══ Extrait choisi ══
Shaw connaissait bien la théorie de Karl Pribram selon laquelle « le cerveau est un hologramme », celle-ci étant la conception de Pribram sur la façon dont le cerveau stocke l’expérience. En fait, les deux hommes venaient de s’entretenir lorsque Karl était en visite à l’université du Minnesota, et Shaw avait probablement décrit une approche différente. N’est-il pas possible, demanda-t-il aux participants du séminaire, que l’univers lui-même soit un champ dans lequel chaque point contient l’information pour l’ensemble — en d’autres termes, que l’univers lui-même soit un hologramme ? Selon lui, le cerveau serait dans l’hologramme (et non l’hologramme dans le cerveau), et le cerveau agirait comme une onde de reconstruction traversant un hologramme d’échelle universelle.

La vision holographique de Bergson

La « photographie… déjà prise, déjà tirée, dans l’intérieur même des choses et pour tous les points de l’espace » de Bergson était son expression de l’univers en tant que champ holographique, cinquante ans avant Gabor et plus de quatre-vingts ans avant que David Bohm ne propose cette idée dans son ouvrage Wholeness and the Implicate Order (1980 ; tr fr La plénitude de l’univers). Bergson était un penseur très en avance sur son temps. Cela l’a empêché d’être compris par ses contemporains, qui trouvaient sa théorie de la perception obscure. Conséquence malheureuse de ce rejet hâtif et aveugle, la philosophie ne l’a jamais compris. Avant de disposer de l’analogie d’un hologramme pour ancrer ses idées, il visualisait son champ holographique comme un vaste champ d’« actions réelles » (pensez aux ondes). Tout objet donné agit sur tous les autres objets du champ, et est à son tour agi par tous les autres objets. Ce comportement est en fait obligatoire :

de transmettre la totalité de ce qu’elle reçoit, d’opposer à chaque action une réaction égale et contraire, de n’être enfin qu’un chemin sur lequel passent en tous sens les modifications qui se propagent dans l’immensité de l’univers. (Matière et mémoire)

Dans ce vaste champ d’information, notre corps ne sélectionne que ce qui est lié à ses capacités d’action. Ce qui est spécifié et sélectionné parmi les actions réelles est maintenant une « action virtuelle », c’est-à-dire la manière dont le corps peut agir. En substance, Bergson envisageait lui aussi le cerveau (avec toutes ses connexions corporelles) comme une onde reconstructive modulée traversant le champ holographique et spécifique à, ou spécifiant un sous-ensemble (ou une source) correspondant précisément à ce qu’il perçoit, à l’extérieur, dans le champ, en rapport avec une action possible, et maintenant, par ce processus, manifeste comme une image du champ extérieur — la tasse de café avec la cuillère qui remue.
═══
══ Jeu de données ══
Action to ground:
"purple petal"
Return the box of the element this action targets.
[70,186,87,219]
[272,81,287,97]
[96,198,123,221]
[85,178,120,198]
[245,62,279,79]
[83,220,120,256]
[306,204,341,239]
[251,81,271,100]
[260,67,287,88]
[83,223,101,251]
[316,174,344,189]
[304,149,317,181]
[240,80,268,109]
═══
══ Jeu de données ══
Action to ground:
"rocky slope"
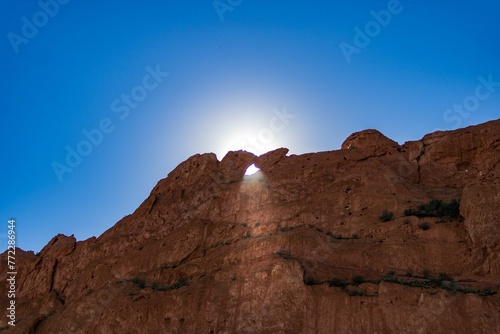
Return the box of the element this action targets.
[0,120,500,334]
═══
À faire:
1. Résumez sous forme de liste le paragraphe de l'extrait choisi qui commence par « Shaw connaissait bien », en conservant ses faits principaux.
2. Poursuivez, s'il vous plaît, l'extrait choisi sur la vision holographique de Bergson après sa dernière phrase.

Réponses par consigne:
1.
- Shaw connaissait la théorie de Karl Pribram selon laquelle « le cerveau est un hologramme », c'est-à-dire la conception de Pribram sur la façon dont le cerveau stocke l'expérience.
- Les deux hommes venaient de s'entretenir lors de la visite de Karl à l'université du Minnesota, et Shaw y avait probablement décrit une approche différente.
- Devant les participants du séminaire, Shaw a demandé si l'univers ne pourrait pas être lui-même un champ où chaque point contient l'information de l'ensemble, donc un hologramme.
- Selon lui, le cerveau serait dans l'hologramme, et non l'hologramme dans le cerveau. Il agirait comme une onde de reconstruction traversant un hologramme d'échelle universelle.

2.
En raison de la dynamique du cerveau — ses vitesses chimiques sous-jacentes —, cette spécification d’image impose une échelle de temps sur ce champ. À notre échelle normale, une mouche bourdonnant près de la tasse de café est perçue comme floue — 200 battements d’ailes par seconde sont compressés en un flou. Introduisons dans notre corps une certaine quantité de catalyseur qui augmente l’état énergétique — les vitesses chimiques — qui sous-tend l’ensemble du système corporel : la mouche devient une mouche ressemblant à un héron qui bat lentement des ailes. Cela spécifie également une action possible, celle de tendre lentement la main et de saisir la mouche par le bout de l’aile. Ce lien intégral et réciproque entre la perception et l’action est l’implication intrinsèque de l’action virtuelle.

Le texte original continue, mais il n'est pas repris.